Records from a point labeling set
#####

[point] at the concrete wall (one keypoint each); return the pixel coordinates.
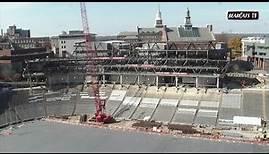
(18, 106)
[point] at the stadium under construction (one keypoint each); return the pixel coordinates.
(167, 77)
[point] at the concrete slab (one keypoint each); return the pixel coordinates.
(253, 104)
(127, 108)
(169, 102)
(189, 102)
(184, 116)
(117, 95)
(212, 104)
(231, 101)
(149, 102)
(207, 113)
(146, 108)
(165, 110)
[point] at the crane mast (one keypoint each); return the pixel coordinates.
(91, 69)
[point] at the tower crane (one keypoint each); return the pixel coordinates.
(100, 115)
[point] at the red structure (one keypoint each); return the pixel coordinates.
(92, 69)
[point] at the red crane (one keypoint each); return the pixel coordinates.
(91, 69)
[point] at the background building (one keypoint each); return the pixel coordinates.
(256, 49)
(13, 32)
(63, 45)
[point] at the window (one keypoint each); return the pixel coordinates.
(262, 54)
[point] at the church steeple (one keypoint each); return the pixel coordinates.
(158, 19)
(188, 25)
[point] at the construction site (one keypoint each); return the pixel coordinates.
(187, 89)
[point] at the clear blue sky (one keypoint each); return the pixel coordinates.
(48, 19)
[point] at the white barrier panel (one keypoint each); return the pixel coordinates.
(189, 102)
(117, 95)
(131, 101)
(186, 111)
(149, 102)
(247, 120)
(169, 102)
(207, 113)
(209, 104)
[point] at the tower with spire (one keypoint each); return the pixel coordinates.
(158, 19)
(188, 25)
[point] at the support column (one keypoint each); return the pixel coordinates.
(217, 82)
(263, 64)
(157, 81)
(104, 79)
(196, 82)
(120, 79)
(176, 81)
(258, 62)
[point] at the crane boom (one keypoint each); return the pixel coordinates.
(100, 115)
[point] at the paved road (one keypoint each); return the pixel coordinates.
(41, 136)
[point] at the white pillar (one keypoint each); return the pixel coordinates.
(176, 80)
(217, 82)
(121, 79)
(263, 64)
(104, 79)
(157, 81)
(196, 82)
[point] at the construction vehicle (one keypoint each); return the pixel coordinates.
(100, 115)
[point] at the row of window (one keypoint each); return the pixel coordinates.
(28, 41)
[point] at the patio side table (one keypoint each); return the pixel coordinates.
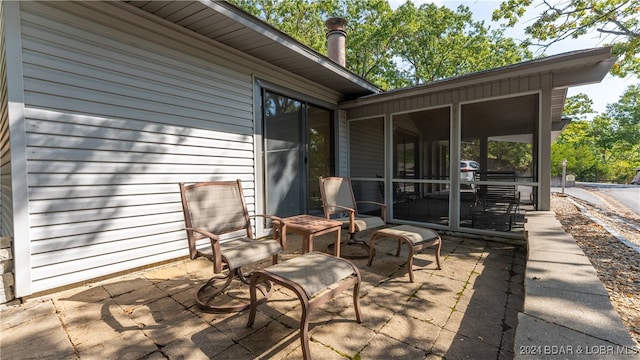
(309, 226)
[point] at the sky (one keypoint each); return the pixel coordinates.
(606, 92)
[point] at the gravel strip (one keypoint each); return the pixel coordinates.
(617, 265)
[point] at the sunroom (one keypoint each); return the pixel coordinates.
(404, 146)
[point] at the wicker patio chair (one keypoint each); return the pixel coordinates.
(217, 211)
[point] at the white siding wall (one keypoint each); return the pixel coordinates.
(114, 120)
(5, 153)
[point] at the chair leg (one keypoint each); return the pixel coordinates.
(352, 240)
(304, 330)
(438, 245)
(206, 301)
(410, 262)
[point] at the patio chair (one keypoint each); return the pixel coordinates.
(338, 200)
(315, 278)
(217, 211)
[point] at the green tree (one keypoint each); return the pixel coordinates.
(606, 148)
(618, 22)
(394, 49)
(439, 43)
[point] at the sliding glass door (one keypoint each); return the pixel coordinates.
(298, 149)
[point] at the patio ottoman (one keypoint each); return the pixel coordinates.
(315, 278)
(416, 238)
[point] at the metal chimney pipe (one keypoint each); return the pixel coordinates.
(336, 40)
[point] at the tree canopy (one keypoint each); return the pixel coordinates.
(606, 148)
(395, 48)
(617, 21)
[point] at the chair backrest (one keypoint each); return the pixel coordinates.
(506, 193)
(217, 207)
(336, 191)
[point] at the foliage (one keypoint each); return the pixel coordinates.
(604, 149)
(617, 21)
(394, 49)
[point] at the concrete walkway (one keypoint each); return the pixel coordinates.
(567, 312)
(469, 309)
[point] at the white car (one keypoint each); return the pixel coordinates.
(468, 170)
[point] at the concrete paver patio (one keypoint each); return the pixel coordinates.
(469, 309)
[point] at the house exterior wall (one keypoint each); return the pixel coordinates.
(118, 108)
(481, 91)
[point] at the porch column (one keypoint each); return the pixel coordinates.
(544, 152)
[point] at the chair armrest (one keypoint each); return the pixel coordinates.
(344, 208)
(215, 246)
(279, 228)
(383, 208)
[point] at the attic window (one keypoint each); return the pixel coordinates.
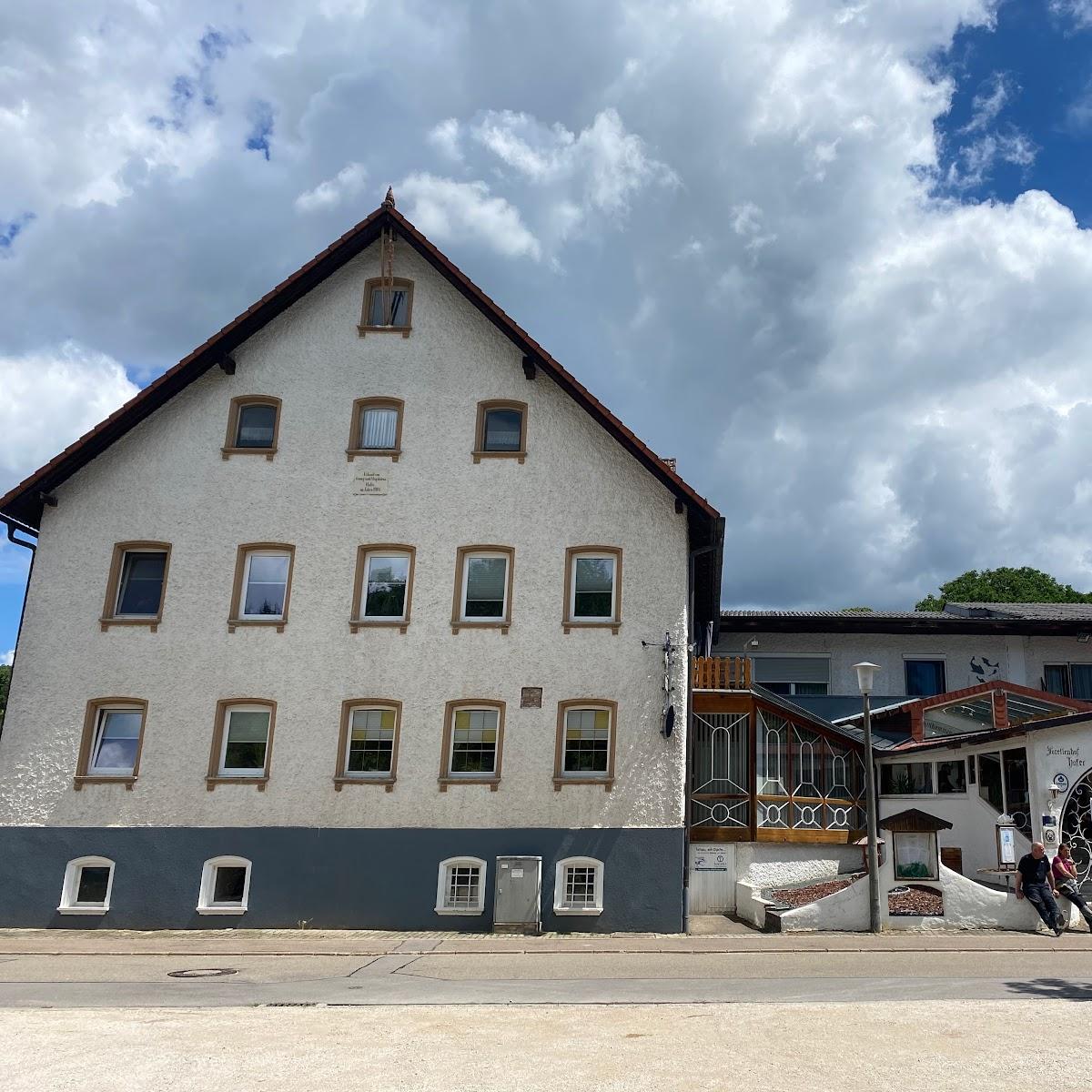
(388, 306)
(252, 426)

#####

• Directions:
Copy out the entries verbatim and leave the images out.

• Correct response:
[point] at the concrete wall (one keypoint each); return the pixel coordinates.
(18, 106)
[point] at the stadium under construction (one keypoint each); return the pixel coordinates.
(167, 77)
[point] at the concrete slab (one keypoint each); return the pixel coordinates.
(253, 104)
(127, 108)
(169, 102)
(189, 102)
(184, 116)
(117, 95)
(212, 104)
(231, 101)
(149, 102)
(207, 113)
(146, 108)
(165, 110)
[point] at the crane mast (one keypoint each); return the pixel coordinates.
(91, 69)
[point] at the tower crane (one keypoint each); return the pixel coordinates.
(100, 115)
[point] at the red structure (one keypoint each); return the pixel coordinates.
(92, 69)
[point] at the red crane (one keypoint each); return the pixel coordinates.
(91, 69)
[point] at the background building (one keypoint each); return the pixel coordinates.
(256, 49)
(13, 32)
(63, 45)
[point] at the window (one keypoint each); return the pixel coordinates.
(262, 54)
[point] at the church steeple (one keypoint each); return the pixel coordinates.
(158, 19)
(188, 25)
[point] at the construction site (one keypoint each); return the pixel coordinates.
(187, 89)
[point] at the clear blue sky (one keypoint each); return the pixel coordinates.
(48, 19)
[point] at the white barrier panel (one keypoint each); return the pixel coordinates.
(189, 102)
(117, 95)
(131, 101)
(186, 111)
(149, 102)
(247, 120)
(169, 102)
(207, 113)
(209, 104)
[point] at the tower with spire (one keypoint each); return the pixel coordinates.
(158, 19)
(188, 25)
[point] at the support column (one keypoint each); return the pixel coordinates.
(217, 82)
(263, 64)
(157, 81)
(104, 79)
(196, 82)
(120, 79)
(176, 81)
(258, 62)
[point] at the crane boom (one keypoint each); return the pixel coordinates.
(100, 115)
[point] at the paved road (one keypoint each); return the pixel coordinates.
(41, 136)
[point] at the white pillar (one keypoint each); return the pixel coordinates.
(176, 80)
(217, 82)
(121, 79)
(263, 64)
(104, 79)
(157, 81)
(196, 82)
[point] at the construction vehicle (one keypoint each); return the pixel coordinates.
(100, 115)
[point] at the row of window (one keypoint each); return the pixel coordinates.
(28, 41)
[point] at the patio side table (one keypoint each); return the pixel coordinates.
(309, 226)
[point] at the sky (one keypoint each); return the pixel coordinates.
(606, 92)
[point] at the gravel strip (one keypoint each); return the pixel coordinates.
(617, 265)
[point] at the sunroom (one keypoint each); return the pixel coordinates.
(404, 146)
[point] at the wicker patio chair (one keypoint each); return the pixel coordinates.
(217, 211)
[point] at the white siding wall (one keypoint each); return the pixel coordinates.
(114, 120)
(5, 153)
[point] at the chair leg (one keypoint each); return the pixel coordinates.
(352, 240)
(304, 330)
(438, 245)
(206, 301)
(410, 262)
[point] at the patio chair (one keypoint each); return the pixel coordinates.
(338, 200)
(315, 278)
(217, 211)
[point] at the green tree (one keypoint each); return the pixel coordinates.
(606, 148)
(618, 22)
(394, 49)
(439, 43)
[point] at the sliding glass door (one keypoint each); return the pixel coordinates.
(298, 149)
[point] at the patio ottoman (one keypoint each); return the pixel coordinates.
(315, 278)
(416, 238)
[point] at the metal chimney pipe (one keypoint each); return the pixel coordinates.
(336, 40)
[point] at the tree canopy (one keypoint each); return the pixel coordinates.
(606, 148)
(395, 48)
(617, 21)
[point] at the chair backrest (one keypoint each); return the pixel coordinates.
(506, 193)
(217, 207)
(336, 191)
[point] at the foliage (one keypoint each); return the pixel coordinates.
(604, 149)
(617, 21)
(394, 49)
[point] at the concrete walkway (one keypoint each); return the pixel coordinates.
(567, 312)
(469, 309)
[point] at the white car (one keypoint each); return the pixel coordinates.
(468, 170)
[point] at the concrete paver patio (one keypoint each); return the pixel coordinates.
(469, 309)
[point] at the house exterior wall (one keypoint each); return the pixel coordinates.
(118, 108)
(481, 91)
[point] at the porch column (one keypoint each); return the pixel coordinates.
(544, 152)
[point] at the chair armrest (one keypoint each); return the pixel coordinates.
(344, 208)
(215, 246)
(279, 228)
(383, 208)
[point] at the attic window (one keypoint each); return the pixel coordinates.
(388, 306)
(252, 426)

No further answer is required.